#### [Supplied passage]

TiKV Region Size Suddenly Increases and Remains High

translator_bot · June 23, 2024, 2:12am

Note:
This topic has been translated from a Chinese forum by GPT and might contain errors.

Original topic: Tikv region size突然上涨，居高不下

| username: TiDBer_27OdodiJ

[TiDB Usage Environment] Production Environment
[TiDB Version] 5.4.0
[Encountered Problem] TiKV approximate region size is more than 1GB continuous alert
[Reproduction Path] Not yet
[Problem Phenomenon and Impact]
Phenomenon: Continuous alert, the data on the [approximate region size] panel in Grafana keeps rising
Impact: None for now

Cluster Purpose: [Juicefs Metadata Service]
This alert has been ongoing for more than a day, the region size is growing particularly fast, the current cluster mainly consists of TiKV components, and a TiDB is deployed for GC, which is currently working normally.
Apart from this alert, there are no other anomalies in the cluster.

[Attachments]
Tiup cluster Display information:

Tiup Cluster Edit Config information:

[approximate region size] panel monitoring:

TiKV part of the logs:

Information of one of the regions:
CF default is very large, and mvcc num_rows is particularly high

GC configuration is as follows:

TiKV GC panel

Please provide the version information of each component, such as cdc/tikv, which can be obtained by executing cdc version/tikv-server --version.

translator_bot · June 23, 2024, 2:12am

| username: TiDBer_jYQINSnf | Original post link

The log states that the split failed because the specified split key does not belong to the current region. So, what did you do regarding the split?

translator_bot · June 23, 2024, 2:12am

| username: TiDBer_27OdodiJ | Original post link

Nothing has been done. This cluster has always been used for Juicefs and has not been manually intervened.

translator_bot · June 23, 2024, 2:12am

| username: TiDBer_27OdodiJ | Original post link

The increase today is particularly significant.

translator_bot · June 23, 2024, 2:12am

| username: wuxiangdong | Original post link

Is it a scheduled task for batch writing of big data?

#### [Material supplied]
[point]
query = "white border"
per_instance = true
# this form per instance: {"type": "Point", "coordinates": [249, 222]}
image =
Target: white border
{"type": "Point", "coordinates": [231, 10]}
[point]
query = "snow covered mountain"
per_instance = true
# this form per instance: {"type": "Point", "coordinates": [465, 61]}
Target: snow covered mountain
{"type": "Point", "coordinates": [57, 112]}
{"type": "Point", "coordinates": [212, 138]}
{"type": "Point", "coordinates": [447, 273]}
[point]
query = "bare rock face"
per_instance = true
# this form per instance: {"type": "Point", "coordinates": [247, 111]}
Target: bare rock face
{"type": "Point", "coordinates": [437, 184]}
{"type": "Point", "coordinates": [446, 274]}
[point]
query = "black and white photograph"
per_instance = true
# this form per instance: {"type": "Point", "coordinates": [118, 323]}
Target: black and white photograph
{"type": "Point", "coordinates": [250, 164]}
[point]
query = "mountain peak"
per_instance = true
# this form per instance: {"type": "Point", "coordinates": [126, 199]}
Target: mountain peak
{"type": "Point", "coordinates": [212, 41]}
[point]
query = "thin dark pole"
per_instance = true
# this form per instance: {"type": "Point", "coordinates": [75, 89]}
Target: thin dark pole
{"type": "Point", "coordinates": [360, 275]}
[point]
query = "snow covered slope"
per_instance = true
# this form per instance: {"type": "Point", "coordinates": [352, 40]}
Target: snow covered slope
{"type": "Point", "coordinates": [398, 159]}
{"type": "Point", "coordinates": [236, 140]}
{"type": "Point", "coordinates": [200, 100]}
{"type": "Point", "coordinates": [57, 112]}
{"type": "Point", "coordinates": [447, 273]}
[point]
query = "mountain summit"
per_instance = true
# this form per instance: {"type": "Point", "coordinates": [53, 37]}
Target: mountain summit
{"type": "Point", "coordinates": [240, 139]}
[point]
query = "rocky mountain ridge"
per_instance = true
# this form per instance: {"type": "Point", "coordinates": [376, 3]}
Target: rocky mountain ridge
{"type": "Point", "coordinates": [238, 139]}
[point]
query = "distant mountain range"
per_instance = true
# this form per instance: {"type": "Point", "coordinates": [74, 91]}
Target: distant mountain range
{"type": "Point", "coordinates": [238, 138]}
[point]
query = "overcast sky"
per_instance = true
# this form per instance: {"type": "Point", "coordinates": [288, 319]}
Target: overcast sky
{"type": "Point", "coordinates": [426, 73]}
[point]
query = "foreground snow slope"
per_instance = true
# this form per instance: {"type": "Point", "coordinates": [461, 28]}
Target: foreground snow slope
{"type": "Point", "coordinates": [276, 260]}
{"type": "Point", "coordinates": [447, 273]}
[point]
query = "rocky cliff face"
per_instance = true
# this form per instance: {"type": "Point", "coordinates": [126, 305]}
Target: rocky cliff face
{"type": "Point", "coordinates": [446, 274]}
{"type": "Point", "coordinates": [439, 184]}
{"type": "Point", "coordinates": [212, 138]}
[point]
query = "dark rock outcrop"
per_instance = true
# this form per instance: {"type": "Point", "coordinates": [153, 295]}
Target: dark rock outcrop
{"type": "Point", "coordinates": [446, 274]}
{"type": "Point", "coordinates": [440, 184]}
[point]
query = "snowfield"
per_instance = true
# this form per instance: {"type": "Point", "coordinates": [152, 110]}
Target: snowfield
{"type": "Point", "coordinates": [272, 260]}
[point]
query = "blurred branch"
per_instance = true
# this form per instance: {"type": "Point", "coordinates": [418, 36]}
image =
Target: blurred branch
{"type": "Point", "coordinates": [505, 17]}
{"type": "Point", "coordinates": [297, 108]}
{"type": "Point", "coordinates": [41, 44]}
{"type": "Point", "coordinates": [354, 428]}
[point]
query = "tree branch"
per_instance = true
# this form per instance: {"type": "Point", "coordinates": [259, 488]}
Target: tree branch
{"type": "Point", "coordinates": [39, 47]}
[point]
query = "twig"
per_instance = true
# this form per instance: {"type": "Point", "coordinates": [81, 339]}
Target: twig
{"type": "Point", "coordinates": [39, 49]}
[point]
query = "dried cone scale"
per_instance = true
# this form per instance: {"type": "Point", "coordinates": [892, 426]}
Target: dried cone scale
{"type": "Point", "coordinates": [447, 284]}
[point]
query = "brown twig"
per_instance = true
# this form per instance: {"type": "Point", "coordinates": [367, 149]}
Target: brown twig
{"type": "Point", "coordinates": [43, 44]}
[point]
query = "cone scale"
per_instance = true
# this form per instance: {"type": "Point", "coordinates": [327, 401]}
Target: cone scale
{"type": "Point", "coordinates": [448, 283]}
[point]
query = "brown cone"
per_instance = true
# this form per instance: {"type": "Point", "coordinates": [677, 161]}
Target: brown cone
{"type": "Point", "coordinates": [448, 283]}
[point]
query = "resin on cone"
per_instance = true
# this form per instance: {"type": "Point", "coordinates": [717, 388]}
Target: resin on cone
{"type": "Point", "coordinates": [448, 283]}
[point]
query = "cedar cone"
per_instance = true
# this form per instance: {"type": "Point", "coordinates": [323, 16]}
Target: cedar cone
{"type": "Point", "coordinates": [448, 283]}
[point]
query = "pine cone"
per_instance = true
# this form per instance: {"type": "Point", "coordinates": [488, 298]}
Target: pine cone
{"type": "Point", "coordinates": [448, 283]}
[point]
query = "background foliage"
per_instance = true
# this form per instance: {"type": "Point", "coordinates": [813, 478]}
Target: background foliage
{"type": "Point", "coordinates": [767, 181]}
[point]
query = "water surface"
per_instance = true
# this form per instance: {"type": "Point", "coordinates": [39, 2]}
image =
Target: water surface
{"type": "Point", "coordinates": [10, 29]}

#### [Task prompt]
In the forum thread, what service is the affected cluster used for?

#### [Output]
The cluster serves as a JuiceFS metadata service.